## Reading text
┌──
Preferred components D) reactive to isocyanate, bearing at least one ionic or potentially ionic group, are mono- and dihydroxycarboxylic acids, mono- and diaminocarboxylic acids, mono- and dihydroxysulfonic acids, mono- and diaminosulfonic acids as well as mono- and dihydroxyphosphonic acids or mono- and diaminophosphonic acids and alkali metal and ammonium salts thereof. Examples are dimethylolpropionic acid, dimethylolbutyric acid, hydroxypivalic acid, N-(2-aminoethyl)-β-alanine, 2-(2-aminoethylamino)ethanesulfonic acid, ethylenediaminepropyl- or -butylsulfonic acid, propylene-1,2- or -1,3-diamine-β-ethylsulfonic acid, malic acid, citric acid, glycolic acid, lactic acid, glycine, alanine, taurine, lysine, 3,5-diaminobenzoic acid, an addition product of IPDI and acrylic acid (EP-A 0 916 647, Example 1) and the alkali metal and/or ammonium salts thereof; the adduct of sodium bisulfite onto but-2-ene-1,4-diol, polyethersulfonate, the propoxylated adduct of 2-butenediol and NaHSO3, described, for example, in DE-A 2 446 440 (pages 5-9, formulae I-III). Well-suited for salt formation are hydroxides of sodium, potassium, lithium and calcium and teriary amines such as triethylamine, dimethylcyclohexylamine and ethyldiisopropylamine. Other amines can also be used for salt formation such as ammonia, diethanolamine, triethanolamine, dimethylethanolamine, methyldiethanolamine, aminomethylpropanol and also mixtures of the specified and also other amines. Expediently, these amines are added after the substantial conversion of the isocyanate groups.
└──
## Source data
┌──
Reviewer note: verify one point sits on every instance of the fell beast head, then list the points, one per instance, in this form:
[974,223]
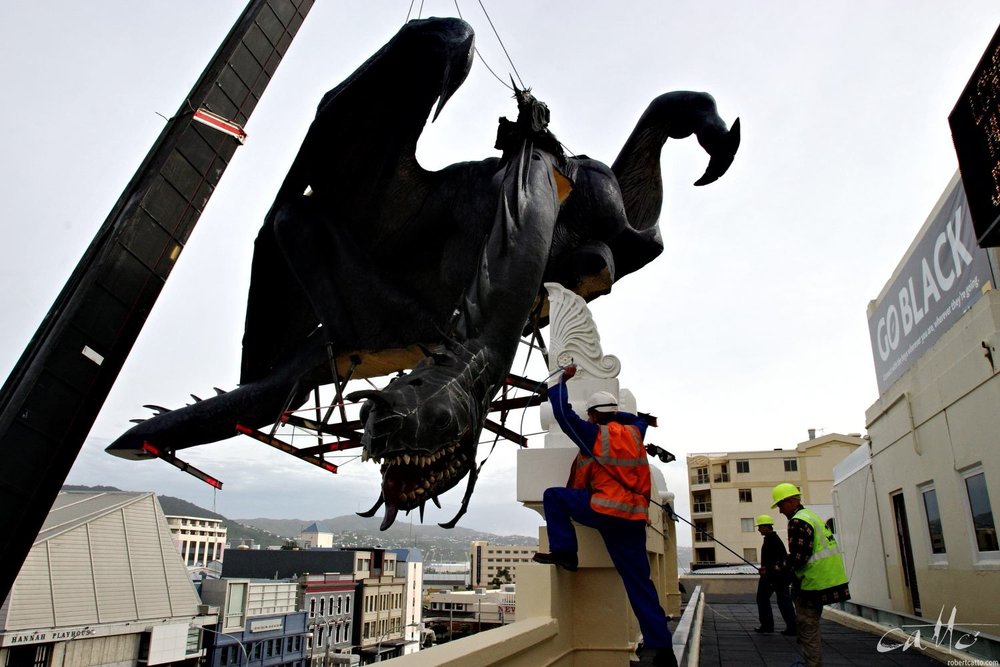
└──
## Task brief
From the passage on isocyanate-reactive components, answer:
1. Which patent document and example are cited for the addition product of IPDI and acrylic acid?
2. Which three tertiary amines are named as well-suited for salt formation?
3. At what point are the amines expediently added?

## Written solution
1. EP-A 0 916 647, Example 1.
2. Triethylamine, dimethylcyclohexylamine and ethyldiisopropylamine.
3. After the substantial conversion of the isocyanate groups.